__Stored data__:
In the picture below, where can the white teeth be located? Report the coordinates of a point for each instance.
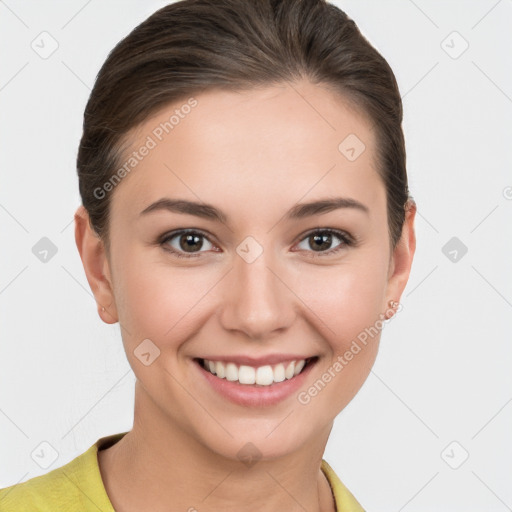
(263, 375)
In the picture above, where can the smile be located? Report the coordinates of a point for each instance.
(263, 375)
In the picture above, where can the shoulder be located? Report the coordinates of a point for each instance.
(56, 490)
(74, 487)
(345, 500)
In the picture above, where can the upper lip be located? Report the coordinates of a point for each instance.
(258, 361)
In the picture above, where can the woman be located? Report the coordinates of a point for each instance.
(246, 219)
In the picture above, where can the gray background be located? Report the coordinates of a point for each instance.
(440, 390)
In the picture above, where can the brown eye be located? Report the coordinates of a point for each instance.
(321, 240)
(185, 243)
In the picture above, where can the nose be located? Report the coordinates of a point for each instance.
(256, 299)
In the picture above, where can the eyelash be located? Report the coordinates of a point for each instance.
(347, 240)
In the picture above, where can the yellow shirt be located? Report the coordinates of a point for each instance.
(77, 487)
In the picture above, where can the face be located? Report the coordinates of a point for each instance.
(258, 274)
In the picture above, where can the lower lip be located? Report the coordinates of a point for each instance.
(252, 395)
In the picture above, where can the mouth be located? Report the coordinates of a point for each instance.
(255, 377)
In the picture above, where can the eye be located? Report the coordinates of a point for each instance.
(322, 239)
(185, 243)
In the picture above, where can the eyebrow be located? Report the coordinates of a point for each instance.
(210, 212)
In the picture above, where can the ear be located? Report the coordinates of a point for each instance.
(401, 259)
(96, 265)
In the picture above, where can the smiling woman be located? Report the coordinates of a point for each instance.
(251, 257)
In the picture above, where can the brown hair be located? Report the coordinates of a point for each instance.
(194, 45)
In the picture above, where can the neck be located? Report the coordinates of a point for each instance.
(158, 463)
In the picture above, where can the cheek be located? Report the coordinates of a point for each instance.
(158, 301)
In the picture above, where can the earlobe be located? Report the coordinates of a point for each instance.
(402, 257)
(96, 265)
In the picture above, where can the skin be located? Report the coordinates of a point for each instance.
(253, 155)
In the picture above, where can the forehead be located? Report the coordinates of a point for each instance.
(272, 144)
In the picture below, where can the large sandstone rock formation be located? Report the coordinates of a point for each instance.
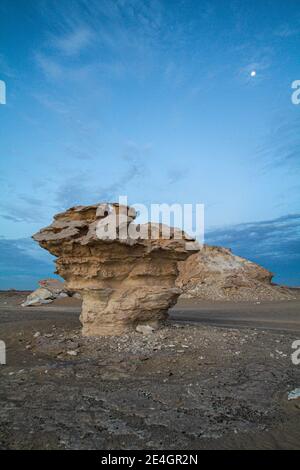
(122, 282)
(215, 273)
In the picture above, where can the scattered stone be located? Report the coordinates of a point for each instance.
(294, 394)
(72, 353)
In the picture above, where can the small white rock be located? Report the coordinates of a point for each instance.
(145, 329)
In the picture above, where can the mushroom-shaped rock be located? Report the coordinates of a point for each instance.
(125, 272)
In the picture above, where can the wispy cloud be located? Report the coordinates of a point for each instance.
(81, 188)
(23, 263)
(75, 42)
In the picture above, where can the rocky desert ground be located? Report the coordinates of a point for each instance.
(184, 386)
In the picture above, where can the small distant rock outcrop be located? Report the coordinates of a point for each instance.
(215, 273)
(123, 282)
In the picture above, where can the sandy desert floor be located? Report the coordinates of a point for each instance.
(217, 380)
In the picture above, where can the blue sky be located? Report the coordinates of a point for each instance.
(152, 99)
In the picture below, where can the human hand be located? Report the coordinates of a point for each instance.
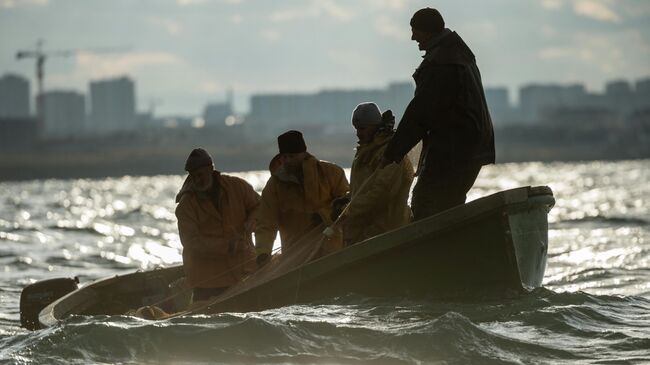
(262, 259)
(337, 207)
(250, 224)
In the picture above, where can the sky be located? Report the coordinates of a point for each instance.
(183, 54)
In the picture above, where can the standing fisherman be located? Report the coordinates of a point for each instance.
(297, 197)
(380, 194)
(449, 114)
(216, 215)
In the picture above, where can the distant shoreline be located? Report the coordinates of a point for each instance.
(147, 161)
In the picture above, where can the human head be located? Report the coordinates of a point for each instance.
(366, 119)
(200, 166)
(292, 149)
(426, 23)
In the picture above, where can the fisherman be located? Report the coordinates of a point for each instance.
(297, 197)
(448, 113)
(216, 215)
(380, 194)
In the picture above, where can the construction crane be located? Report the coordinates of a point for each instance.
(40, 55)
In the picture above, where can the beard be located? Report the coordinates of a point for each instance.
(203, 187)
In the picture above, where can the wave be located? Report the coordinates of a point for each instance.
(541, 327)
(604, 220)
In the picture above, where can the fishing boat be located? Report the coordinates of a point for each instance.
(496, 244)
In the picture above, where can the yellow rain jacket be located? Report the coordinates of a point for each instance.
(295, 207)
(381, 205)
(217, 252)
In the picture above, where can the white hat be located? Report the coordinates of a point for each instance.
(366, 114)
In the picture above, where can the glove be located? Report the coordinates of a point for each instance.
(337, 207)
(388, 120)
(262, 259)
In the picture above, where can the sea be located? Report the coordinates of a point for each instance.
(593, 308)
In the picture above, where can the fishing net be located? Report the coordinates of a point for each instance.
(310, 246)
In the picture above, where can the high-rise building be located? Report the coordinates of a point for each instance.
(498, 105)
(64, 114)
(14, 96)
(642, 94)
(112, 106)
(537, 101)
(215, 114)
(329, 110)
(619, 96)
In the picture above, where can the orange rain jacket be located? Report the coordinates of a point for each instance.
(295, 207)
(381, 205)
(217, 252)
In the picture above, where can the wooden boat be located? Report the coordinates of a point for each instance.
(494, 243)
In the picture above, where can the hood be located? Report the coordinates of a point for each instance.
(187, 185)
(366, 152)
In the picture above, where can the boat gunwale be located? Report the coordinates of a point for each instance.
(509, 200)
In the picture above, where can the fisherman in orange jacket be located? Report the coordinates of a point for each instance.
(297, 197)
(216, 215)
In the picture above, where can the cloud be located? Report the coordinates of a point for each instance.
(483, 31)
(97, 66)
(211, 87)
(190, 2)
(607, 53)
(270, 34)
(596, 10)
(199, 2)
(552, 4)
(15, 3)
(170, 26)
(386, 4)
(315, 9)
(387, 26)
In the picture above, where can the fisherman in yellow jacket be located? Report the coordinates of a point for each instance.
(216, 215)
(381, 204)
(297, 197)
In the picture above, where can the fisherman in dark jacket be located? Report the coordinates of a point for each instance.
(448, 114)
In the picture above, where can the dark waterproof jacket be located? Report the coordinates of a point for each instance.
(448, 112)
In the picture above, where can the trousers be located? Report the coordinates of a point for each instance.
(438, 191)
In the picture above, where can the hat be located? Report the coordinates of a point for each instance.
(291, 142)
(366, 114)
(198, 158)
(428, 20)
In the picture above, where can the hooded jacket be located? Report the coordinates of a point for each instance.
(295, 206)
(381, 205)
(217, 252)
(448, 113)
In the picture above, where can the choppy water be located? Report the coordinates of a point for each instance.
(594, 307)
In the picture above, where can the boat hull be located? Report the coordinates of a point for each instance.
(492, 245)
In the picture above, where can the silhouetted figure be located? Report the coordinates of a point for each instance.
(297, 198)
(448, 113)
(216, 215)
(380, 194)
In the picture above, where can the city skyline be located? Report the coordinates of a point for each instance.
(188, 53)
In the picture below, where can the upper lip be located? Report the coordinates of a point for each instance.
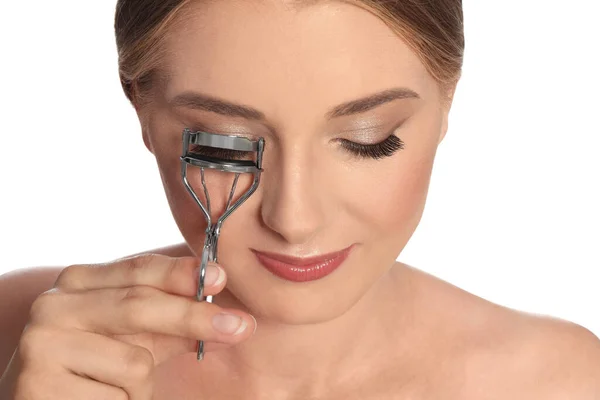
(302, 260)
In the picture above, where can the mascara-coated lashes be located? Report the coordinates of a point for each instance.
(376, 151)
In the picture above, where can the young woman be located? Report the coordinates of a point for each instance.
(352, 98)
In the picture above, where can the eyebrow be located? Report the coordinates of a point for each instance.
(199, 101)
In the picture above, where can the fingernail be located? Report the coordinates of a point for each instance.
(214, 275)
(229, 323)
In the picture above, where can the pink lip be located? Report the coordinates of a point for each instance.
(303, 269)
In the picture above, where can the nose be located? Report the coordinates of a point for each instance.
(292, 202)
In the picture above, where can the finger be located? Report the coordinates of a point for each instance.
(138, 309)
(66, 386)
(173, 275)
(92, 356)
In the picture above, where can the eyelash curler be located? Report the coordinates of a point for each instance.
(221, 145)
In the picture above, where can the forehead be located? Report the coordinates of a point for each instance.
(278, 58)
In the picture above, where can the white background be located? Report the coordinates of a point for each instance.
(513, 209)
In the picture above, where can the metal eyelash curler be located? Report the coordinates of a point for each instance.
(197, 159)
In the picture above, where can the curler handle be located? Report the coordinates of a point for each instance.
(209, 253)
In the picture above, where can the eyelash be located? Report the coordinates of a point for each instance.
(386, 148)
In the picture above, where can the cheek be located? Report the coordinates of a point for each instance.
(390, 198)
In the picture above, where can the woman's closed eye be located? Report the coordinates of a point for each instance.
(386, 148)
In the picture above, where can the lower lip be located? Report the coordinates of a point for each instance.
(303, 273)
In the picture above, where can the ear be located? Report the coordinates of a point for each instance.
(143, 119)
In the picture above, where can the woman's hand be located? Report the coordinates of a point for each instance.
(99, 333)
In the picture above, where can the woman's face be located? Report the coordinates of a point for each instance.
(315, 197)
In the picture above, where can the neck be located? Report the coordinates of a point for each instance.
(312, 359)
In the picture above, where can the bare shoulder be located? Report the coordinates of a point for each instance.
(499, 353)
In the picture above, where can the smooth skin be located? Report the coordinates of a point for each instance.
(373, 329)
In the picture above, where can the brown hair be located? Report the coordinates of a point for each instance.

__Problem__: Repeat exactly the lines of the material from the one with "In the picture above, where can the woman's face" through the end, both the first and the last included.

__Solution to this task__:
In the picture above, where can the woman's face be located? Report the coordinates of a point for each instance.
(315, 197)
In the picture above, where can the neck be located? Report the coordinates of a point for each instance.
(312, 359)
In the picture above, where can the bare shoulder be located? Report the coordinates of a point for each instance.
(499, 353)
In the picture above, where can the smooth skin be located? Report the coordinates of a point for each instance.
(373, 329)
In the picture above, where can the brown hair be located? Report the coordinates of a point for each instance.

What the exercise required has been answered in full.